To do:
1. In the article on U.S. oil output, how much oil did the United States pump in 2019?
2. Write out the part of the article on U.S. oil output between "U.S. oil companies are expected" and "to the EIA.", inclusive.

U.S. oil companies are expected to temporarily reduce oil output by about 2 million barrels per day as lower crude prices force companies to cut back operations, the U.S. Energy Department said on Tuesday.

“The private sector and the free market are driving those cuts,” the department said regarding projections in a U.S. Energy Information Administration, or EIA, report.

The United States, the world’s top oil and natural gas producer, pumped a record of more than 12 million barrels per day (bpd) in 2019, according to the EIA.

The EIA’s short-term energy outlook report released on Tuesday projected that U.S. oil output in the fourth quarter would average about 11.04 million bpd, down about 1.74 million bpd from the year-ago quarter. The Energy Department did not immediately respond to a query about whether the projection of a temporary 2 million bpd drop was based on this figure.

Point-per-instance localization data:
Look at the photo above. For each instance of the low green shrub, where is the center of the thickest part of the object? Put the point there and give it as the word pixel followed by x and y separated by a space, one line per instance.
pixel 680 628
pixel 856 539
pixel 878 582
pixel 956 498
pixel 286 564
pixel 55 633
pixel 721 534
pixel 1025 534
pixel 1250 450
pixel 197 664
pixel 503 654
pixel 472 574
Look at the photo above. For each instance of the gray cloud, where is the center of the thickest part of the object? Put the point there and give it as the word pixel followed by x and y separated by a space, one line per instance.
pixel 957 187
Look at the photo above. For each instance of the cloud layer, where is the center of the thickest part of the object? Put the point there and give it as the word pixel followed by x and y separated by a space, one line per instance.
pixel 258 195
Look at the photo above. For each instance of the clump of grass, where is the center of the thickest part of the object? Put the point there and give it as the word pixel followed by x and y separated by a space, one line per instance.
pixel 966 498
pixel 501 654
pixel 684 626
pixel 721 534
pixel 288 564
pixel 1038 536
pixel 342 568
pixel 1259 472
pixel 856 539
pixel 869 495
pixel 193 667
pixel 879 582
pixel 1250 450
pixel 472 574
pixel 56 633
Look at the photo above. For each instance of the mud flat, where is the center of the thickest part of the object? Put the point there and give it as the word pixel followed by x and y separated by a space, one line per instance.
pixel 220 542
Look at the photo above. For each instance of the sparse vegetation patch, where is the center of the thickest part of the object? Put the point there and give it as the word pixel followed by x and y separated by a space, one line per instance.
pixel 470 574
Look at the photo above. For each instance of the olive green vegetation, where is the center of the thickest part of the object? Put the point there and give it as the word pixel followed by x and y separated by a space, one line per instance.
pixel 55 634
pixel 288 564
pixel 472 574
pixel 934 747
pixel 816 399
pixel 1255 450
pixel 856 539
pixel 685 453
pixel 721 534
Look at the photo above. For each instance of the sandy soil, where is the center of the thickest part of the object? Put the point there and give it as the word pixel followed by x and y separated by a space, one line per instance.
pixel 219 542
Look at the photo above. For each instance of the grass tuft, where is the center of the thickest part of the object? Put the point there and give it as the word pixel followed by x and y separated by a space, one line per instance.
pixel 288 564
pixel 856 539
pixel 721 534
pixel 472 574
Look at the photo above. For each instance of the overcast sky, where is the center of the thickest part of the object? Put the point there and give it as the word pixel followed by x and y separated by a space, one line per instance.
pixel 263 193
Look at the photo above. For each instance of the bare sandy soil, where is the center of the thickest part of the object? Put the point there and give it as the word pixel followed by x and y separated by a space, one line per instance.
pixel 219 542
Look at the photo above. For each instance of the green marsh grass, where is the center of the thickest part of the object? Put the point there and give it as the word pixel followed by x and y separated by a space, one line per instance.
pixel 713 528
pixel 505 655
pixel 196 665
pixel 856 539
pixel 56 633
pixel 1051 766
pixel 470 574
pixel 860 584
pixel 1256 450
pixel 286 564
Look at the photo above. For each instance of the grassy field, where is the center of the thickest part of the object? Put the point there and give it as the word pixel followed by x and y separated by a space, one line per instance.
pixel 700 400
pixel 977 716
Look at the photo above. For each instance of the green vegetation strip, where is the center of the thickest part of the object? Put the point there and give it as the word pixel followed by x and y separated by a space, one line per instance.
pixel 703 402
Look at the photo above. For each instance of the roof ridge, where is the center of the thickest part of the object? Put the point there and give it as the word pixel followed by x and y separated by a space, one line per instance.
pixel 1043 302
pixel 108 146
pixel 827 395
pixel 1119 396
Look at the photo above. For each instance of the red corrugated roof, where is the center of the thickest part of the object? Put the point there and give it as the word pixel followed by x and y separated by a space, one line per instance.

Solutions:
1. A record of more than 12 million barrels per day.

2.
U.S. oil companies are expected to temporarily reduce oil output by about 2 million barrels per day as lower crude prices force companies to cut back operations, the U.S. Energy Department said on Tuesday.

“The private sector and the free market are driving those cuts,” the department said regarding projections in a U.S. Energy Information Administration, or EIA, report.

The United States, the world’s top oil and natural gas producer, pumped a record of more than 12 million barrels per day (bpd) in 2019, according to the EIA.